-- Given data follows --
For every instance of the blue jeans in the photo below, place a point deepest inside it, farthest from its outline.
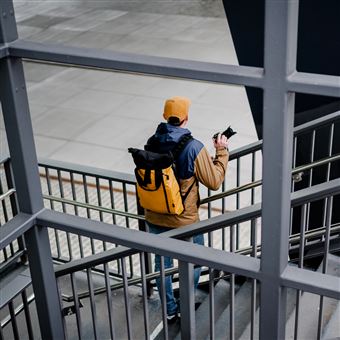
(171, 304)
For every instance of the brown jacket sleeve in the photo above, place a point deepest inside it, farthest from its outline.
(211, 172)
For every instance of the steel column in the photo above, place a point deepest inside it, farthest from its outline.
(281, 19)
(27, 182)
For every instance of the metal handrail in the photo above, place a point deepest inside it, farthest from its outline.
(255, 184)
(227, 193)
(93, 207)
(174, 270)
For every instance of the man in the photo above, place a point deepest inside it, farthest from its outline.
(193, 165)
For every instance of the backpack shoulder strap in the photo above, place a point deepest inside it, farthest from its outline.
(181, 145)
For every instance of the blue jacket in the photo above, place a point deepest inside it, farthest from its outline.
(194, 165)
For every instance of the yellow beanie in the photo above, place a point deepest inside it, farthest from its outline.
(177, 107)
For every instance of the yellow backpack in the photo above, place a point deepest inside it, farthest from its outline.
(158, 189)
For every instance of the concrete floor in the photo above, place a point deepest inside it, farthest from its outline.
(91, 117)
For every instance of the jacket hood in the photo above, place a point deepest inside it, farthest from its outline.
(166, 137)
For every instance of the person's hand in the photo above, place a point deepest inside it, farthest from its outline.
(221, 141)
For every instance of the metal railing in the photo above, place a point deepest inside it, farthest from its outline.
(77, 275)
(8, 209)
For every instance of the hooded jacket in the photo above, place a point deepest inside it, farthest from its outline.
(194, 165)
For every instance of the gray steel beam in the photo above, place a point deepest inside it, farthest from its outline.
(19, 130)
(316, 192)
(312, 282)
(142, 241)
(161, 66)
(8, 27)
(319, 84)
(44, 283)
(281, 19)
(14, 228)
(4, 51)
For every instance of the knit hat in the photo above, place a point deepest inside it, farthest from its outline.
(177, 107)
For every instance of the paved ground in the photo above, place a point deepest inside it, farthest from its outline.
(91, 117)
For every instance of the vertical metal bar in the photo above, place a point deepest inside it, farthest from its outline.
-- Given data concluded --
-- Given data follows --
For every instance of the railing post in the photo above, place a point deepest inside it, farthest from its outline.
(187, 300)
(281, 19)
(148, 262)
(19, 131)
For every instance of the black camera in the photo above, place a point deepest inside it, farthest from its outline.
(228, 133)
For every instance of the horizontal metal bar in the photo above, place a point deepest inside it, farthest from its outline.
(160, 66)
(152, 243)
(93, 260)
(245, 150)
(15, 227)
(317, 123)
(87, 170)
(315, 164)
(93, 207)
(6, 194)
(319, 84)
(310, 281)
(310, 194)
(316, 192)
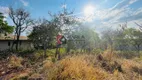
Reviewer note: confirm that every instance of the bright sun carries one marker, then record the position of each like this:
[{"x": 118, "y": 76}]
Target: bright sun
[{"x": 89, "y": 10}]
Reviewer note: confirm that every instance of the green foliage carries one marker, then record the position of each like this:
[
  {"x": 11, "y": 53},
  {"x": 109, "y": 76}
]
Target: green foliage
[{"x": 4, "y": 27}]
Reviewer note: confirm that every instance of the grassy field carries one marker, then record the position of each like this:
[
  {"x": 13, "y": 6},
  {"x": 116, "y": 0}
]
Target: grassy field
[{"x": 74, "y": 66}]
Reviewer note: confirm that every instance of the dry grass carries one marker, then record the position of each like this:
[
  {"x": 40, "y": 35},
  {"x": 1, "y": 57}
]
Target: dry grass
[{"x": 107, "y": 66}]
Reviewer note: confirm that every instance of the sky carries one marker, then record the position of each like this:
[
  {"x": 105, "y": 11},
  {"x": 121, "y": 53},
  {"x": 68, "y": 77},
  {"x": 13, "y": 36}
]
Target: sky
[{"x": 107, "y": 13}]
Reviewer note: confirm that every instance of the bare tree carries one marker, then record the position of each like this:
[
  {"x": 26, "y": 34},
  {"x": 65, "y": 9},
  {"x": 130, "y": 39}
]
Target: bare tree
-- Given data concluded --
About this exercise:
Show a copy of each line from the records above in which the string "tree" occurs.

Result of this exercise:
Reviewer note: confirm that every instance of the bare tree carries one marker, then record the position of each like this:
Target: bare tree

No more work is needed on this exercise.